_Work item_
First find the line containing "Target: porch roof" in the data, then set it down exactly along with every line after it, through the last.

____________

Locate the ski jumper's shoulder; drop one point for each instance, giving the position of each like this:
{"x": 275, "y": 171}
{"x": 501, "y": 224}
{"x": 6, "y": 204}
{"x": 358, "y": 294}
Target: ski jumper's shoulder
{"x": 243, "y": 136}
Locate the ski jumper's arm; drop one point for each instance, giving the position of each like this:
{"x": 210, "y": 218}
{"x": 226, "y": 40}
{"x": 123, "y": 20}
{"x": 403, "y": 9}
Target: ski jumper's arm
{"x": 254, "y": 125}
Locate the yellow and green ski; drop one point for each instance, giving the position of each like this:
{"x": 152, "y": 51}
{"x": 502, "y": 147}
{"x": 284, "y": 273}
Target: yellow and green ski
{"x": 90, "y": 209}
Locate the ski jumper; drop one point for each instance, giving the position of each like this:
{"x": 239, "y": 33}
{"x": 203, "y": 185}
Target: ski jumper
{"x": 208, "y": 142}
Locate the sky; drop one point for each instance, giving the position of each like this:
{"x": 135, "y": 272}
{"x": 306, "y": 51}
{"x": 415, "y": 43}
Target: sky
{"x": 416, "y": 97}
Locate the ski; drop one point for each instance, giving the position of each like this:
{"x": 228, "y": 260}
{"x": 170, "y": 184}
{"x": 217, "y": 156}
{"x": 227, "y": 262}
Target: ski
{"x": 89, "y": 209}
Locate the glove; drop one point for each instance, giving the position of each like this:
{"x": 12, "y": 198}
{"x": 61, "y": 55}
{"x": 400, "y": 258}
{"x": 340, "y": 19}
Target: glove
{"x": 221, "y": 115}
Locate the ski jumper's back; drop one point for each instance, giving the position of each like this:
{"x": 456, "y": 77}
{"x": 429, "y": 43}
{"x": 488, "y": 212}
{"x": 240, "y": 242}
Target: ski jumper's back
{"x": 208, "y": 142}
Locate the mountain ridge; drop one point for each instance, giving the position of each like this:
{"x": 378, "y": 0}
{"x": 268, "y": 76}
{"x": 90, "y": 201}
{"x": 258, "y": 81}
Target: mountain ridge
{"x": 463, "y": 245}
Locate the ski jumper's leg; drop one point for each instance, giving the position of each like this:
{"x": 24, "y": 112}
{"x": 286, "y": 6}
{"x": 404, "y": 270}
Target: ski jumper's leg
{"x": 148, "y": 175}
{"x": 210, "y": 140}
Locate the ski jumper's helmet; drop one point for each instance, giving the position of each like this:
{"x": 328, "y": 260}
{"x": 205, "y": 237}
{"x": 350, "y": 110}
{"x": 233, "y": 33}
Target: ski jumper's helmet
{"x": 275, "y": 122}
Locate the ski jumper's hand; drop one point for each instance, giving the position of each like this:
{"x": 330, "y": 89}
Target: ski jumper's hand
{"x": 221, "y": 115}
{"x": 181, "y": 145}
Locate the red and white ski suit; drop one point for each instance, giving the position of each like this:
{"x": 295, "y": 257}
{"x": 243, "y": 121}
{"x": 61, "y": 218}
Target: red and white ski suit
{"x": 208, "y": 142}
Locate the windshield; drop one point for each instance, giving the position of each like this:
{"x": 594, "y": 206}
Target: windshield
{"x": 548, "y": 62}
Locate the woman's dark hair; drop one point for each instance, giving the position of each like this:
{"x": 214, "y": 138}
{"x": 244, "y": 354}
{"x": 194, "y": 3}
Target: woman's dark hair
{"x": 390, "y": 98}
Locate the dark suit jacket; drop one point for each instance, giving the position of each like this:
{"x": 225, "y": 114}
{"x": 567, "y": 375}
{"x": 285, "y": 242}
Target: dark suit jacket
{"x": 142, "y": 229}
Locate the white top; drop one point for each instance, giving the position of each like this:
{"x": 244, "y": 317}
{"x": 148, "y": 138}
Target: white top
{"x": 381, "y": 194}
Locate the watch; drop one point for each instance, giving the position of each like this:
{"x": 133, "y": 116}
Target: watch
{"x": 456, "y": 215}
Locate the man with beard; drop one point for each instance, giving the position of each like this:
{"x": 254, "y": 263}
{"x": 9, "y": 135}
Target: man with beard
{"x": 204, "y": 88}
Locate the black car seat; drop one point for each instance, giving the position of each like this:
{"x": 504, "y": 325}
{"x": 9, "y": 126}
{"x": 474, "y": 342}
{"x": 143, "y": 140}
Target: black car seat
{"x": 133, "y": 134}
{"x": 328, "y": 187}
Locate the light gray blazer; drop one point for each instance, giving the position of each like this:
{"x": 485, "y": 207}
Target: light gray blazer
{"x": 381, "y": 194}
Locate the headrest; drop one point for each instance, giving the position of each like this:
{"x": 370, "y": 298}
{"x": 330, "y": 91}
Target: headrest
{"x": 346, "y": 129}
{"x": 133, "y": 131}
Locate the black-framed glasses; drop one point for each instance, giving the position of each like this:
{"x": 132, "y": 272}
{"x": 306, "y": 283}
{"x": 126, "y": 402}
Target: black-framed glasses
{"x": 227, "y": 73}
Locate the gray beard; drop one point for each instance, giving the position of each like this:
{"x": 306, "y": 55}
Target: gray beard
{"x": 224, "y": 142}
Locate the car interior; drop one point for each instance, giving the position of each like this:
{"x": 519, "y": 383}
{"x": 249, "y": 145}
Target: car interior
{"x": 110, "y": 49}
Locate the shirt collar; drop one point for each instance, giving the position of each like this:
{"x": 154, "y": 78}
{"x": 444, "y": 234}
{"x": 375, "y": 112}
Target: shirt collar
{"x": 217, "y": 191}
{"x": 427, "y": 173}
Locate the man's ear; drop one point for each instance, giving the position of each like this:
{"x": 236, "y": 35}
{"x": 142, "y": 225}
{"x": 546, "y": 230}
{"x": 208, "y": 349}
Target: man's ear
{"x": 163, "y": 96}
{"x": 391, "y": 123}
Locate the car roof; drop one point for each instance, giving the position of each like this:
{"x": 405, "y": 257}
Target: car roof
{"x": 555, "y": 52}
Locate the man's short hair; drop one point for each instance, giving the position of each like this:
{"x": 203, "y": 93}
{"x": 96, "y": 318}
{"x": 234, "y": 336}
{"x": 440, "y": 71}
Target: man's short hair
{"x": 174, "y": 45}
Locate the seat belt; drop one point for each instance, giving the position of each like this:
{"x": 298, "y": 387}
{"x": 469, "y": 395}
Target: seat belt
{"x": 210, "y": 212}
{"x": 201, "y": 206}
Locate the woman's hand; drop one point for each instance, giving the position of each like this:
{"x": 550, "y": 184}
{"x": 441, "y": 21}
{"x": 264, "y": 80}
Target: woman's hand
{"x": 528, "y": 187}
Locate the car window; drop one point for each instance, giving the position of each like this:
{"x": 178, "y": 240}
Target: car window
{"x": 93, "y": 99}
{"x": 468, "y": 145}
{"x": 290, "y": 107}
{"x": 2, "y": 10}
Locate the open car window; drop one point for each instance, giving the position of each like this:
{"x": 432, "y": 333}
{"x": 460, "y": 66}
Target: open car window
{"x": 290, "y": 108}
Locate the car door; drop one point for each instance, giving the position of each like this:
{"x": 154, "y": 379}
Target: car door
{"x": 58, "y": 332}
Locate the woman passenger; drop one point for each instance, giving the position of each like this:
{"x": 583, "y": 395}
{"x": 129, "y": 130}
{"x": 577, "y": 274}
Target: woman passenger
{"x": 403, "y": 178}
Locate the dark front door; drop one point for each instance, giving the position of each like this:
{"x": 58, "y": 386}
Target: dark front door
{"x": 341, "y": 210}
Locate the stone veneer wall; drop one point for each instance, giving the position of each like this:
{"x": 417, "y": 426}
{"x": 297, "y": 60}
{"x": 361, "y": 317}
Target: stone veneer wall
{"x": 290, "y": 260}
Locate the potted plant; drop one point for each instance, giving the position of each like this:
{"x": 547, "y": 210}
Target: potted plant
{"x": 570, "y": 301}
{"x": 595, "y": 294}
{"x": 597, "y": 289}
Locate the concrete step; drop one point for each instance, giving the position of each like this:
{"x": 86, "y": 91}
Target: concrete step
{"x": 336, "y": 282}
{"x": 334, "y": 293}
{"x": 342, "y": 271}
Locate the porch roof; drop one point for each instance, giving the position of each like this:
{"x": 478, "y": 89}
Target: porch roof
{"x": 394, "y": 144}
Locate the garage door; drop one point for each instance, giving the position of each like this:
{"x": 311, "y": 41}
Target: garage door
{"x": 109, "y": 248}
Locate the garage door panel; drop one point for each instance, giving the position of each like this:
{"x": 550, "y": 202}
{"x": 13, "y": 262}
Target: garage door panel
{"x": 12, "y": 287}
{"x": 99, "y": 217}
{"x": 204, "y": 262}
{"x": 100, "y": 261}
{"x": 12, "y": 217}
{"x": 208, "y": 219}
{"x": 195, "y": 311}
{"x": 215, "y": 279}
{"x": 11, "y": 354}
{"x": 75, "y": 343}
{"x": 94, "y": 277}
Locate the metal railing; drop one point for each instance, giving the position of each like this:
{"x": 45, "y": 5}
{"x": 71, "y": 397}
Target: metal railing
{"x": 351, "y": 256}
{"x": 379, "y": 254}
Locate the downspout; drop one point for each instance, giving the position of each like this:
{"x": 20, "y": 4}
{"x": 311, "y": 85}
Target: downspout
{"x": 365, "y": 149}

____________

_Exercise solution_
Target: porch roof
{"x": 394, "y": 144}
Locate the garage door; drop one point for each instance, giving the position of each like this:
{"x": 311, "y": 41}
Target: garage door
{"x": 109, "y": 248}
Locate the garage door panel; drop one point for each instance, giving the position of each like this:
{"x": 550, "y": 202}
{"x": 13, "y": 262}
Target: garage door panel
{"x": 12, "y": 287}
{"x": 99, "y": 217}
{"x": 204, "y": 262}
{"x": 100, "y": 261}
{"x": 12, "y": 217}
{"x": 208, "y": 219}
{"x": 195, "y": 311}
{"x": 215, "y": 279}
{"x": 11, "y": 354}
{"x": 75, "y": 343}
{"x": 94, "y": 277}
Locate the metal railing; drop one point for each instance, giving the position of each like this:
{"x": 45, "y": 5}
{"x": 71, "y": 397}
Target: metal railing
{"x": 351, "y": 256}
{"x": 379, "y": 254}
Locate the downspout; drop one point for each instance, giving the position of each like this:
{"x": 20, "y": 4}
{"x": 311, "y": 85}
Target: downspout
{"x": 365, "y": 149}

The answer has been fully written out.